[What to do]
Reproduce the portion of the CMT pathogenesis text that opens with "In a simplified" and closes with "dominantly inherited manner.", changing each "abnormal" to "aberrant".

[Supplied text]
- Opening Delimiter -
6.7 General Aspects of CMT Pathogenesis
As listed here, there are many genes and mutations reported to be involved in the pathogenesis of demyelinating CMT diseases. In each subgroup, further detail in our understanding of the function of the affected genes in physiology and pathology is required. However, to develop therapeutic strategies for CMT diseases, it would be advantageous to perceive the pathogenesis of the disease from the point of view of generalized pathways involved in demyelinating CMT.
In a simplified summary, the mechanisms underlying demyelinating CMT involve disruption of the membrane structure or accumulation of abnormal or overexpressed proteins. Furthermore, disruption of the membrane can be caused by a lack of components, which usually is prominent in recessively inherited conditions, or the presence of abnormal (or excessive) proteins, by which the physiological molecular interaction in the membrane is disturbed in a dominantly inherited manner.
Accumulation of myelin or membrane proteins may exert harmful effects upon Schwann cells through various pathways. To understand those pathways, it is important to understand the physiological protein quality control mechanisms within Schwann cells. It has been reported that up to 80 % of the newly synthesized PMP22 is degraded within 30 min via the proteasome, because of misfolding of the protein or excessive production (Ryan et al. 2002). Such high turnover maintenance of myelin protein is one of the reasons that dysfunction of the degradative pathways can lead to accumulation of the protein. During the process of myelination and remyelination, transactivation of myelin proteins is upregulated, so that heterogeneous mutations can result in excessive levels of myelin proteins, which cannot be integrated into the myelin membrane and are destined to be degraded. Figure 6.1 summarizes the intracellular systems that handle misfolded or excessive proteins.
- Closing Delimiter -
[Items in a dataset]
- Opening Delimiter -
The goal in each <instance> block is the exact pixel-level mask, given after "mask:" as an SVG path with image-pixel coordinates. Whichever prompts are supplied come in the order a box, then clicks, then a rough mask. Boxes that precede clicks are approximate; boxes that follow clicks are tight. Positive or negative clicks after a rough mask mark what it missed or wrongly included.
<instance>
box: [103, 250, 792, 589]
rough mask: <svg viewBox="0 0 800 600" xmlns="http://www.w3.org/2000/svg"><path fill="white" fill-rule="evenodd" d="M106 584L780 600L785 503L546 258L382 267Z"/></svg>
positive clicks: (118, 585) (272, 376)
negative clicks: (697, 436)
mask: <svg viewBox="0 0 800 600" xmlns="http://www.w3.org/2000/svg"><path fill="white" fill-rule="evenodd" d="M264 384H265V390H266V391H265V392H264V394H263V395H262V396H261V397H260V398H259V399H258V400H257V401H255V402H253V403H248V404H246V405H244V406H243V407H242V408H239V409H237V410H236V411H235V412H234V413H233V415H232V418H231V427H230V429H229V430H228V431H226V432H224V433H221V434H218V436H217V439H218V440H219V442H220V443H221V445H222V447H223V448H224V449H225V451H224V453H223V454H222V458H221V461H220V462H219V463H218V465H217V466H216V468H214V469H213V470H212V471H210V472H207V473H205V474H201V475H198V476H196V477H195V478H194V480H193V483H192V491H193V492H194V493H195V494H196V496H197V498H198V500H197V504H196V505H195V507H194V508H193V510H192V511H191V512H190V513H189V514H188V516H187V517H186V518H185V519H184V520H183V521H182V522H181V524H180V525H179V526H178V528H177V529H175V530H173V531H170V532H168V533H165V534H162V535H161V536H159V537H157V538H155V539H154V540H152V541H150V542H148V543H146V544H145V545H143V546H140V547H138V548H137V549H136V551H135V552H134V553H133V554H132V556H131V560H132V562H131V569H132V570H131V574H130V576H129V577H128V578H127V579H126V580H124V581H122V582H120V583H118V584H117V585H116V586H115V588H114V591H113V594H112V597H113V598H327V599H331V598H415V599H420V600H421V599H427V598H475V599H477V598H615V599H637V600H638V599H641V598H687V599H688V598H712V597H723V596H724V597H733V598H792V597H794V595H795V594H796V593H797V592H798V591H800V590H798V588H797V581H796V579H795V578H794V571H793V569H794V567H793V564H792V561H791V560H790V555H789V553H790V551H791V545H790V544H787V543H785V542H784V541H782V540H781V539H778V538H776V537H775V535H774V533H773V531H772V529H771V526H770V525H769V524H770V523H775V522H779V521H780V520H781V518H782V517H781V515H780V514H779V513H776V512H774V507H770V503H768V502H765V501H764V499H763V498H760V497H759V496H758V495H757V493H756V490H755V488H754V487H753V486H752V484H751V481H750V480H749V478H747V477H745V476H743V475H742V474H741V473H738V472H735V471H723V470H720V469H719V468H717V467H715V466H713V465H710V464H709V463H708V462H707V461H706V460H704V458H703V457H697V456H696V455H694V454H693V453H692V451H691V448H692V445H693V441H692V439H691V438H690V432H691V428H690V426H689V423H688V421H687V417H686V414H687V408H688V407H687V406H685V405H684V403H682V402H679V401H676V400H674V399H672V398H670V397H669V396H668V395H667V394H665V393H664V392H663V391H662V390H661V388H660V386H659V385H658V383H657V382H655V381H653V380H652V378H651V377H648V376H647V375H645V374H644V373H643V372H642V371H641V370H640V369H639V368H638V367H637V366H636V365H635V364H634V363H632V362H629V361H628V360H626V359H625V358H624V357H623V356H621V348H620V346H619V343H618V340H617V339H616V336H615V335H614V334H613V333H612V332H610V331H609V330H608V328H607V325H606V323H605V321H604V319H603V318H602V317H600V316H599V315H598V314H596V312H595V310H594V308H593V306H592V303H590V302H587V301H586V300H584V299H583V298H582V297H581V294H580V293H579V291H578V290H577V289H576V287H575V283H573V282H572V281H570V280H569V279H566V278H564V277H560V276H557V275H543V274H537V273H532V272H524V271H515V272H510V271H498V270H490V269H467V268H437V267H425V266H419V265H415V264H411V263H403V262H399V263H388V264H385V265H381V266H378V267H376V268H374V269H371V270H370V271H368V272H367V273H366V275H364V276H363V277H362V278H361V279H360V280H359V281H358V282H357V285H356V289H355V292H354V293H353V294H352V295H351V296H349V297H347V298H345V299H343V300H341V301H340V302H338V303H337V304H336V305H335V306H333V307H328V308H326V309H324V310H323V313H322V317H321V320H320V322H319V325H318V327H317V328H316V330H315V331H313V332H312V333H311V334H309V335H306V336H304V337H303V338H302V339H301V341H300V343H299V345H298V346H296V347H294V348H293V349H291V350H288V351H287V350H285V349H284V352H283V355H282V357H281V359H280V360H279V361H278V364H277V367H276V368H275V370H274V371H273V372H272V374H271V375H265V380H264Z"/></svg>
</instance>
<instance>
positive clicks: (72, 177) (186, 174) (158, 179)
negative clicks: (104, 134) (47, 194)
- Closing Delimiter -
[Result for this task]
In a simplified summary, the mechanisms underlying demyelinating CMT involve disruption of the membrane structure or accumulation of aberrant or overexpressed proteins. Furthermore, disruption of the membrane can be caused by a lack of components, which usually is prominent in recessively inherited conditions, or the presence of aberrant (or excessive) proteins, by which the physiological molecular interaction in the membrane is disturbed in a dominantly inherited manner.